> **BRIEF A**: In the essay about Mom below, what nickname did her dad give her?
> **BRIEF B**: Continue the essay about Mom below, picking up after its final sentence.

One story my mom always loved to tell was how she met my dad.
Dad was working on his aunt’s farm when he noticed a couple of teenage girls sitting near a pond. One would look his way and smile. The other ignored him completely. Dad’s cousin finally insisted they go introduce themselves.
Mom barely nodded, pretending to be aloof. Her best friend was chatty, filled with obvious glee to be meeting two good-looking fellows. “I worked really hard at ignoring both of them,” Mom said. That was the girl my dad wanted to win over. Eventually, she agreed to a double date and they went to our county fair.
Mom was the fourth-born child, named Donna, but nicknamed Dimples by her dad. The name Dimp carried throughout her life.
Last week, just one day after hip surgery following a fall, we visited Mom in her hospital room. Sitting in a chair, working on a word puzzle, Mom greeted us with her usual spunkiness and a smile.
I told her how sorry I was that she had required surgery, but happy to see her looking much better than in the emergency room just a couple of days earlier. “Ah, you know I just do this stuff for attention,” she said with a chuckle.
She was still, in her own way, playing a little hard to get. She told the nurse she was fine, no need for pain meds, no need for a doctor, but jokingly asking if a good-looking doctor came along, “Could you trip him, just to give me a little more talkin’ time?” Her blue eyes sparkled as she won this young nurse over.
Mom was doing so well she was transported back closer to her home for rehab the next day. My sister had spent the day with her, and Mom was remarkably talkative and light-hearted.
Mom passed away shortly after midnight. Our last conversation had been about her upcoming 90th birthday. “Are you sure I’m going to be 90? Wow, that’s great! I don’t feel 90 …” As I smiled, she added with a laugh, “Most days I feel about 110!” She said we needed to start planning a party since that was going to be a big birthday.

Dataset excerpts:
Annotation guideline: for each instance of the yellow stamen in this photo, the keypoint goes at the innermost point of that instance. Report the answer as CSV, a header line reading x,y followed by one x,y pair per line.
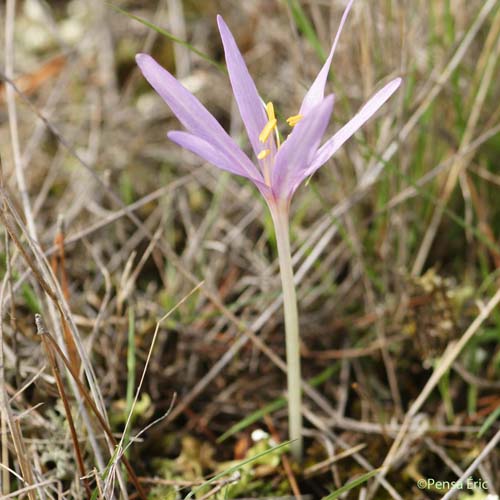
x,y
266,131
270,125
263,154
270,111
293,120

> **ANSWER SPACE A**: Dimples

> **ANSWER SPACE B**:
In the days that followed, one conversation with a friend who had worked alongside me on our farm throughout junior high and high school stood out. “Your mom was the perfect farm wife,” Jim said. “She did field work, helped with milking if needed, kept everything mowed and then fed us all like kings. Man, she fixed me a whole lot of pancakes,” he said with a laugh, “and it seemed like she enjoyed doing it.”
The comment so many have always made about my mother is that she somehow managed to look elegant, even out mowing the lawn or doing chores. She once told me she wanted Dad to still be proud that he had chosen her, every single day. This continued even after Dad’s death at age 63 in the summer of 1995.
Only 17 when she married her 19-year-old beau, they truly started out with nothing. Farming “on the shares” with a home that lacked indoor plumbing, Mom had to revert back to roughing it a bit.
“It was worth it … he was worth it,” she said of pumping water and using an outhouse. “We knew if we worked hard, we could own that farm eventually,” she said. And they did, plus other adjacent farms as they became available.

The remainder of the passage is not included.